▶ [TAREAS DEL EJERCICIO]
(a) Edita el hilo sobre el amplificador de señal para celular: reescribe el fragmento que empieza con las palabras que contienen "Claro no había" y termina con "como corresponde !", cambiando "amigo" por "compañero".
(b) En el hilo sobre el amplificador de señal para celular, ¿de qué compañías son las señales que menciona indianayhr?
(c) Sigue escribiendo el hilo del foro sobre el amplificador de señal para celular a partir de su última intervención.

─── EXTRACTO DE LA PÁGINA

# Amplificador para de señales para celular en lugares cerrados



## indianayhr (Mar 31, 2010)

hola necesito  la ayuda para  hacer un amplificador de señal para celular  es q*UE* vivo en un lugar netamente cerrado la señal es pobre por estar cubierto de edificios. y mi celular no capta  la señal es sumamente pobre  necesito su ayuda no se si  tendran un  algo para amplificar la señal.


----------



## Helminto G. (Mar 31, 2010)

tienes alguna idea del tipo de señales que maneja un celular, o ya tienes algo pensado?


----------



## indianayhr (Abr 1, 2010)

la verdad no tengo idea las señales son para claro y movistar en Perú , pero nose  q tipo de señal son me pueden ayudar......


----------



## DOSMETROS (Abr 1, 2010)

En la época de los analógicos (zapatófonos) había unas antenitas para automóviles sin electrónica, era una antenita que terminaba en una bobinita y con una base autoadhesiva que se pegaba a la luneta.

Se le había recomendado a amigos y les había funcionado.

Otra opción es preguntarle a los vecinos cuales son las marcas y modelos que tienen mejor señal.

Y la mejor opción es reclamarle a la empresa, si es servicio prepago de tarjeta pueden hacerse los tontos , pero si es de abono mensual, *no pueden hacerse los tontos si no tenes señal en tu propia casa o en el trabajo y deben resolverlo*.

Claro no había podido resolverselo a un amigo y le bonificaron el 50% del abono  .

A reclamar ! ! ! Si Ud. paga un servicio , pués que se lo presten como corresponde !

Saludos.


----------



## indianayhr (Abr 1, 2010)

gracias por tu aporte man , lo intentare pero había escuchado q venden un dispositivo q es amplificador de señales para  celulares q  funcionaba hasta en el sótano,  pero quiero fabricarme el mio por q la verdad ta un poco carito.

──────
─── DATOS

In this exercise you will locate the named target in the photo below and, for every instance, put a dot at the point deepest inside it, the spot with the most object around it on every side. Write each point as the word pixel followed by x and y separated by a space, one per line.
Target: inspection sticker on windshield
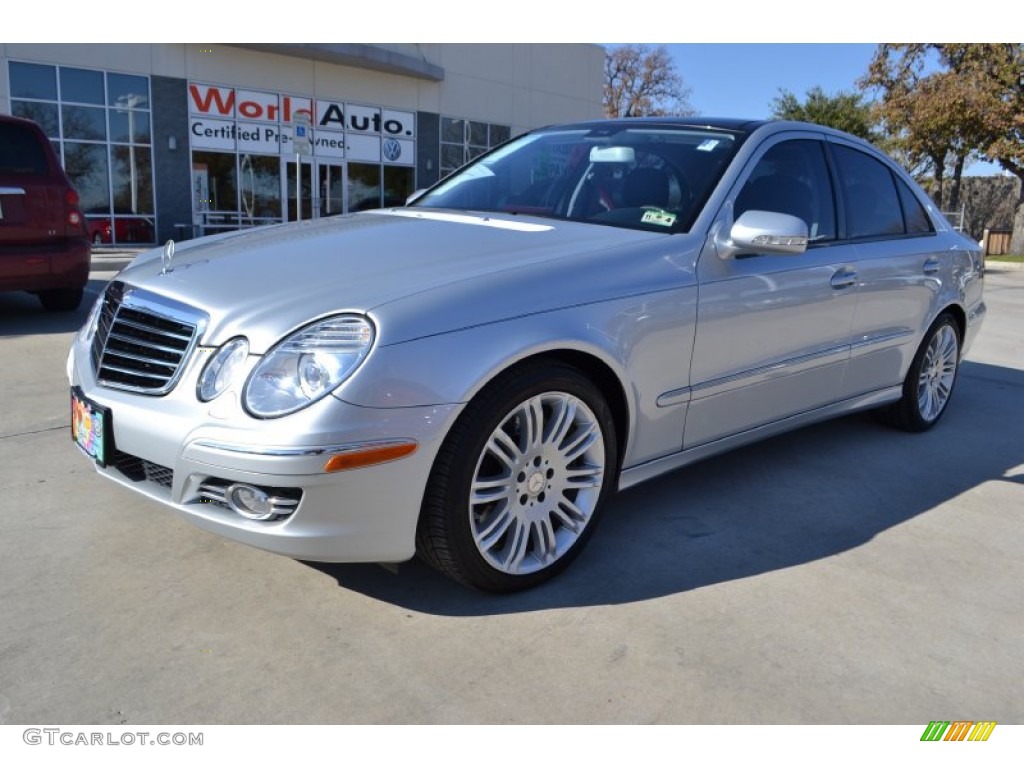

──────

▶ [RESPUESTAS]
(a)
Claro no había podido resolverselo a un compañero y le bonificaron el 50% del abono  .

A reclamar ! ! ! Si Ud. paga un servicio , pués que se lo presten como corresponde !

(b) De Claro y Movistar, en Perú.

(c)
----------



## Helminto G. (Abr 1, 2010)

creeme que en la actualidad es inutil tenerle cariño a un equipo celular, me dedico a su reparacion y cad vez es menos posible y la calidad de su construccion va decayendo, antes se usaba una estampita con un dibujo en tinta conductora que servia de director para la señal, pero actualmente la antena de los celulares se encuentra en lugares caprichosos.
  para ayudar a la señal se puede intentar modificar la antena pero amplificarla es muy dificil ya que hacer un circuito de rf a esas frecuencias requiere de mucha experiencia en el area


----------



## pool27 (Sep 29, 2011)

si yo tambien tengo el mismo problema, donde trabajo tampoco tengo señal, hay unas antenenas  que vienen como si fueran una calcamonia,esta en mercado libre ,tengo ganas de comprar una no se si funcionaran,alguien la a probado?- saludos


----------



## DOSMETROS (Sep 29, 2011)

Le podés hacer un reclamo por escrito a la companía que te presta el servicio , más todavía si pagás abono


----------



## Helminto G. (Sep 29, 2011)

esas antenas de alcomania, son utiles solo para telefonos cuya antena esta en la parte superior del equipo si no no sirven, aunque de todas maneras su ayuda es minima


----------



## pool27 (Sep 29, 2011)

gracias por responder, lo que pasa es que lo tengo a tarjeta por eso no me van a dar importancia ,es por lo mismo que estoy buscando otra alternativa para aumentar la ganancia de antena .- saludos


----------



## Helminto G. (Sep 29, 2011)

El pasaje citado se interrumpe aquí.